---- データ抜粋

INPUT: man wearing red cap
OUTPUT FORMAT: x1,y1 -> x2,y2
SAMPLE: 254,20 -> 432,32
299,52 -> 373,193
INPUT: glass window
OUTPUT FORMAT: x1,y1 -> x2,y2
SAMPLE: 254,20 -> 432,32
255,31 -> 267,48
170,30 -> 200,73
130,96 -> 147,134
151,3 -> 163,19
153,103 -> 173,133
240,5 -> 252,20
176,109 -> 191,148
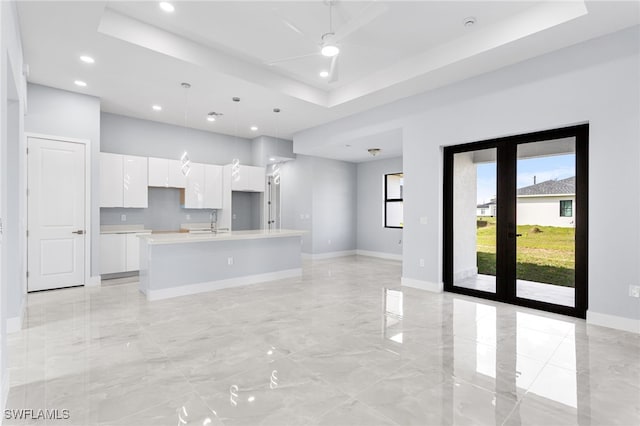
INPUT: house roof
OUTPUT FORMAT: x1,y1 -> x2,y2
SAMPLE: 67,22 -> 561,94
518,176 -> 576,196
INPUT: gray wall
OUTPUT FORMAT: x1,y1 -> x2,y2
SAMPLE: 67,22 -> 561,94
101,112 -> 252,165
311,158 -> 357,254
231,191 -> 262,231
280,155 -> 357,254
24,84 -> 100,276
357,157 -> 402,255
100,188 -> 211,231
100,112 -> 252,230
280,155 -> 313,253
294,26 -> 640,321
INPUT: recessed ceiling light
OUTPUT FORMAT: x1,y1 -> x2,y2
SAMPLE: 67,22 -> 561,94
320,43 -> 340,58
462,16 -> 477,27
160,1 -> 176,13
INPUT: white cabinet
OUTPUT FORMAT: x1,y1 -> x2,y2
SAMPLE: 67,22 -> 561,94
100,152 -> 149,208
100,153 -> 124,207
249,167 -> 266,192
231,164 -> 265,192
149,157 -> 187,188
100,234 -> 127,274
122,155 -> 149,208
204,164 -> 222,209
182,163 -> 222,209
100,232 -> 148,274
182,163 -> 204,209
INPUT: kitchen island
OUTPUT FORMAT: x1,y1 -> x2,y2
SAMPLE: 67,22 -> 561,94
139,229 -> 304,301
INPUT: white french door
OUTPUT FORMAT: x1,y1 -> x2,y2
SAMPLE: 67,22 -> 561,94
27,137 -> 86,291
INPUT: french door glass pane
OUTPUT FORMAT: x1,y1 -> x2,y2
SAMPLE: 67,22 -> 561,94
516,137 -> 580,307
453,148 -> 497,293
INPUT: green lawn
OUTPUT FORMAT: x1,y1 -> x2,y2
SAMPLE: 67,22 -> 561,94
477,217 -> 575,287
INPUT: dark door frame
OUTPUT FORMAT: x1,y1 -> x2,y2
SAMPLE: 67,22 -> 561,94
443,123 -> 589,318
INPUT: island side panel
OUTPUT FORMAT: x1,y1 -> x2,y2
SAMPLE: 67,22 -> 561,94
140,236 -> 302,300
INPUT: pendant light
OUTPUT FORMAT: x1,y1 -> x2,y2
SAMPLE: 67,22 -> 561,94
180,83 -> 191,177
231,96 -> 240,182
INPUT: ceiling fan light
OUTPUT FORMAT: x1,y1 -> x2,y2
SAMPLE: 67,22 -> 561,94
320,43 -> 340,58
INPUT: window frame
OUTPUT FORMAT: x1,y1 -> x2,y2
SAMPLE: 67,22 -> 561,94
382,172 -> 404,229
559,200 -> 573,217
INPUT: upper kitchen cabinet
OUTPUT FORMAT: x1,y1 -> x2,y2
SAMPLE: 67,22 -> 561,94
231,164 -> 265,192
100,152 -> 124,207
149,157 -> 187,188
182,163 -> 205,209
182,163 -> 222,209
100,153 -> 149,208
204,164 -> 222,209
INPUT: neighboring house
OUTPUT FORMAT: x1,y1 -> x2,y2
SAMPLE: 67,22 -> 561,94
476,198 -> 496,217
517,176 -> 576,228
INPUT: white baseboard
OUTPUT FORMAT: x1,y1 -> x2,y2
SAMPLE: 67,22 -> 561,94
146,268 -> 302,301
356,250 -> 402,261
401,277 -> 443,293
587,311 -> 640,334
302,250 -> 357,260
6,295 -> 27,334
84,275 -> 102,287
453,268 -> 478,282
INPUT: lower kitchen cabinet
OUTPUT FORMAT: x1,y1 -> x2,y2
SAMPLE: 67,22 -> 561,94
100,232 -> 150,274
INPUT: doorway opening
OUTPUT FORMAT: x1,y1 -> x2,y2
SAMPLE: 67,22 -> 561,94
444,125 -> 588,318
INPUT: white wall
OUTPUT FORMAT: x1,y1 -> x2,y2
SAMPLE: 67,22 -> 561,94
294,26 -> 640,320
516,196 -> 576,228
0,1 -> 26,409
357,157 -> 402,258
24,84 -> 100,277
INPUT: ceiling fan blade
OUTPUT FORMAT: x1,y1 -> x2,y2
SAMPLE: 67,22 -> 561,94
265,52 -> 320,66
271,7 -> 318,44
329,55 -> 340,83
333,1 -> 389,43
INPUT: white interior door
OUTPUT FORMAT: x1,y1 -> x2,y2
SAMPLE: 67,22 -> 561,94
27,138 -> 86,291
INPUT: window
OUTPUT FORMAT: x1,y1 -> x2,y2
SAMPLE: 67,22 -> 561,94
384,173 -> 404,228
560,200 -> 573,217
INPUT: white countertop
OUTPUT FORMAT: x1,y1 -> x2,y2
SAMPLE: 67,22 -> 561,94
139,229 -> 306,245
100,225 -> 151,234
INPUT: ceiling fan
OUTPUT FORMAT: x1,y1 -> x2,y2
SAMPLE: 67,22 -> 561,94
266,0 -> 387,83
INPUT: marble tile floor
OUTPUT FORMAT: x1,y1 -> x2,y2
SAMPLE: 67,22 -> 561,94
3,256 -> 640,426
455,274 -> 575,307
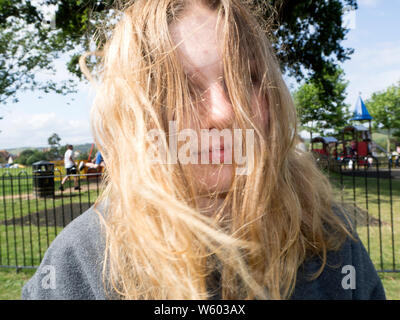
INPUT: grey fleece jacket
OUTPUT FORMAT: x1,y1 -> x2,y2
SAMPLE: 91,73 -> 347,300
22,207 -> 385,300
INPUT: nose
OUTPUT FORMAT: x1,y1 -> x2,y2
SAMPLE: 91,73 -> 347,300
203,83 -> 234,129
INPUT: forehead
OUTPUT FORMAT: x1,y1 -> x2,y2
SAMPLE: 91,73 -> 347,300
170,6 -> 222,74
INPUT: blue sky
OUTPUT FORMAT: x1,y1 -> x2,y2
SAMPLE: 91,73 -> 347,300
0,0 -> 400,150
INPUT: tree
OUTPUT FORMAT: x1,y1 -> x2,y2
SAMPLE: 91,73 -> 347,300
0,0 -> 357,104
293,68 -> 350,139
0,0 -> 76,104
365,81 -> 400,152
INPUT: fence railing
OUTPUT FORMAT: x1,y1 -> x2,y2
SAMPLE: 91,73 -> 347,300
316,155 -> 400,272
0,156 -> 400,272
0,169 -> 101,269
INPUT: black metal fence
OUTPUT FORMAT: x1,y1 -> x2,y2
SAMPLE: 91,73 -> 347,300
0,157 -> 400,272
316,155 -> 400,272
0,169 -> 101,269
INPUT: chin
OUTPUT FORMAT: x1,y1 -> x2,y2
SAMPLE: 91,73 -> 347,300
194,164 -> 233,195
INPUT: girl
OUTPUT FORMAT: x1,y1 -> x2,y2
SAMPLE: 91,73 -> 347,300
23,0 -> 385,299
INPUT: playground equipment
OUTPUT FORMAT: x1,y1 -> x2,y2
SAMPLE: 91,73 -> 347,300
311,137 -> 338,169
340,125 -> 372,165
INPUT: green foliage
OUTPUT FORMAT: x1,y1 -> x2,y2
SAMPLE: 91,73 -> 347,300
293,68 -> 350,135
0,0 -> 76,104
0,0 -> 357,102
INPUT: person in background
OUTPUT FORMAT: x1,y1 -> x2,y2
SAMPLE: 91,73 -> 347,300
78,151 -> 105,171
59,144 -> 81,191
22,0 -> 385,300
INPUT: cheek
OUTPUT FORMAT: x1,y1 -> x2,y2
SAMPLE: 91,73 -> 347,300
252,93 -> 268,130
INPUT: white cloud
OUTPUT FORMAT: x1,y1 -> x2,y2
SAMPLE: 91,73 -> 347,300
344,41 -> 400,105
0,109 -> 92,149
357,0 -> 381,8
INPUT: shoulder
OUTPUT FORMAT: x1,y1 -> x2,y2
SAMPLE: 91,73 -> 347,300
292,233 -> 385,300
22,202 -> 111,300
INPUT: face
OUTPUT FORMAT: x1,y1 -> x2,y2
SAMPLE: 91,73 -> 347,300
170,4 -> 266,194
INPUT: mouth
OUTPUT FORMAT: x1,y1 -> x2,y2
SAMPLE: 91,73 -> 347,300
198,145 -> 232,164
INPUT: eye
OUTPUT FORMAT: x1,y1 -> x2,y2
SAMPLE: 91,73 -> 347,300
250,70 -> 260,84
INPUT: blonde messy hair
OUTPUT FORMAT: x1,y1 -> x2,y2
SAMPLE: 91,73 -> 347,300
81,0 -> 354,299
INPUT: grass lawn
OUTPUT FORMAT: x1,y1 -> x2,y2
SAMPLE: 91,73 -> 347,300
0,269 -> 400,300
0,166 -> 400,300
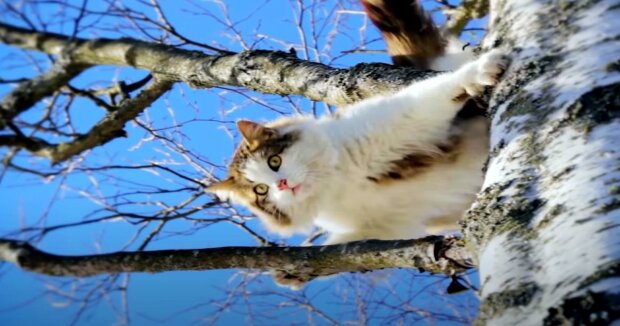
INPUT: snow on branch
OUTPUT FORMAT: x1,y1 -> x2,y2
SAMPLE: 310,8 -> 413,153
0,236 -> 472,280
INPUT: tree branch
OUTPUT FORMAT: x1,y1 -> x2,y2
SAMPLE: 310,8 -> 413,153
0,236 -> 471,279
0,58 -> 88,129
0,23 -> 436,105
443,0 -> 489,36
0,80 -> 172,164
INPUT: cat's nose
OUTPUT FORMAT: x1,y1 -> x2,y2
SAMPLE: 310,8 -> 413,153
278,179 -> 288,190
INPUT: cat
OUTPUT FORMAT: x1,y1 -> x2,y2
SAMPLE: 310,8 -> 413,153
207,50 -> 508,244
360,0 -> 474,71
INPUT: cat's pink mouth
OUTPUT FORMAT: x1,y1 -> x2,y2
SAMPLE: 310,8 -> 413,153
289,183 -> 301,195
278,179 -> 301,195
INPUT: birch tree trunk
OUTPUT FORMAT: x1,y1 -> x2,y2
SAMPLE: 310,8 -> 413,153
463,0 -> 620,325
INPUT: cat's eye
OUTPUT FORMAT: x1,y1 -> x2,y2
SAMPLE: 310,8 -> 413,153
254,183 -> 269,196
267,155 -> 282,172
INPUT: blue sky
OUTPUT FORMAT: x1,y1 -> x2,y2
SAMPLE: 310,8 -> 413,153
0,0 -> 476,325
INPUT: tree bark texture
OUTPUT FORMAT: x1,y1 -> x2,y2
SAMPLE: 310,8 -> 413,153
0,236 -> 471,280
463,0 -> 620,325
0,23 -> 436,109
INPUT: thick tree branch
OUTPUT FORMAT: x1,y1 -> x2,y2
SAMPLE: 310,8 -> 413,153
0,236 -> 470,279
0,23 -> 435,105
0,81 -> 172,164
443,0 -> 489,36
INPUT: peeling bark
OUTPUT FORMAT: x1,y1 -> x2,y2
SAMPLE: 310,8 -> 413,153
463,0 -> 620,325
0,236 -> 470,280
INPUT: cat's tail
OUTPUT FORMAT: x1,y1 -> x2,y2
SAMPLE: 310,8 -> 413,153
360,0 -> 474,70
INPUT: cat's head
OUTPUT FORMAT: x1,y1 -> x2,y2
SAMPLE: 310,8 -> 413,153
206,118 -> 334,235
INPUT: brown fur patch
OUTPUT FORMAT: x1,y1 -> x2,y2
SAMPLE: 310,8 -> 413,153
361,0 -> 447,69
366,129 -> 461,185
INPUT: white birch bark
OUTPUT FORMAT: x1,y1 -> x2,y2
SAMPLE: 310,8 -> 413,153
464,0 -> 620,325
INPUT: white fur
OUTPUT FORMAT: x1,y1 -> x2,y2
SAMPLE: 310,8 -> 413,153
430,38 -> 476,71
243,52 -> 505,243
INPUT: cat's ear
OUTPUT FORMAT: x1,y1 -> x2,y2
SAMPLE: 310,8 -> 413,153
237,120 -> 277,148
205,177 -> 235,200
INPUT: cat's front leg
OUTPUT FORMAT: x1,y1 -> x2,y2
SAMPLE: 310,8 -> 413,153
454,50 -> 510,101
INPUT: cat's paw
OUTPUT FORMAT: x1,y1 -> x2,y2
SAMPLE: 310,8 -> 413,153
271,269 -> 310,291
463,49 -> 510,96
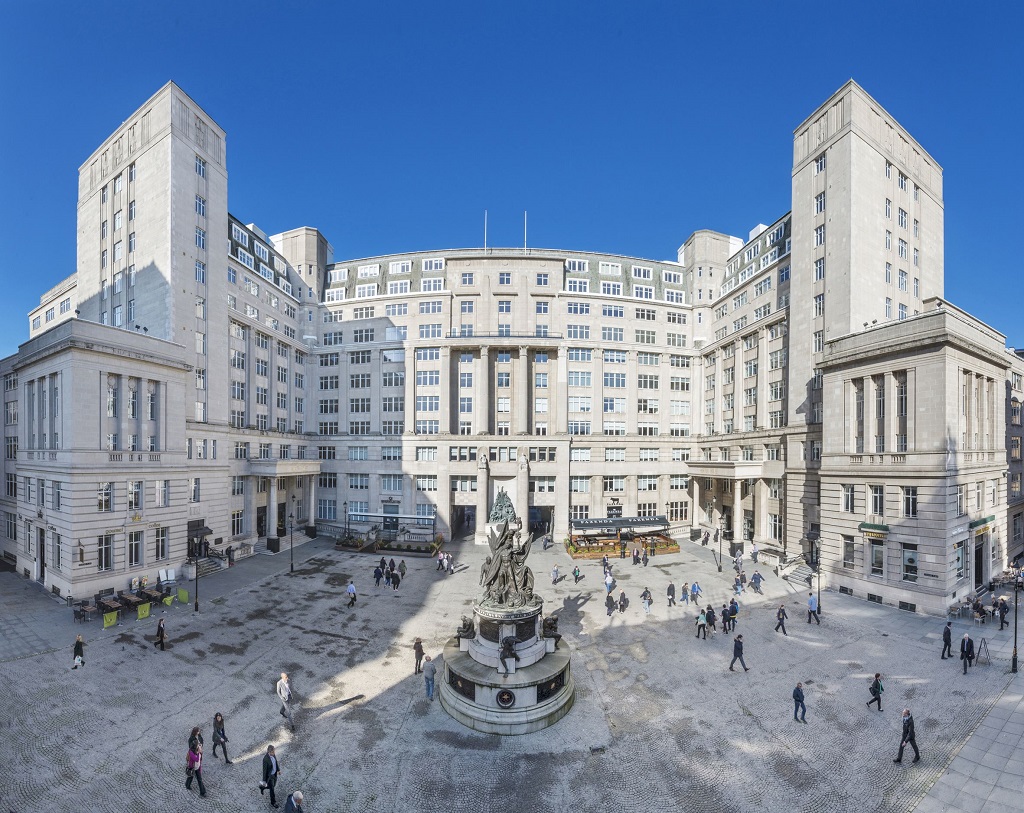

--------

### 課題
「INPUT: cat's ear」を含む行で始まり記録の末尾で終わる部分を、両端の行も含めて一字も変えずに書き写す。画像は入れない。

### 解答例
INPUT: cat's ear
OUTPUT FORMAT: x1,y1 -> x2,y2
SAMPLE: 310,8 -> 413,153
237,120 -> 277,148
205,177 -> 235,200
INPUT: cat's front leg
OUTPUT FORMAT: x1,y1 -> x2,y2
SAMPLE: 310,8 -> 413,153
454,50 -> 510,101
INPUT: cat's paw
OUTPUT FORMAT: x1,y1 -> x2,y2
SAMPLE: 310,8 -> 413,153
271,269 -> 310,291
463,49 -> 510,96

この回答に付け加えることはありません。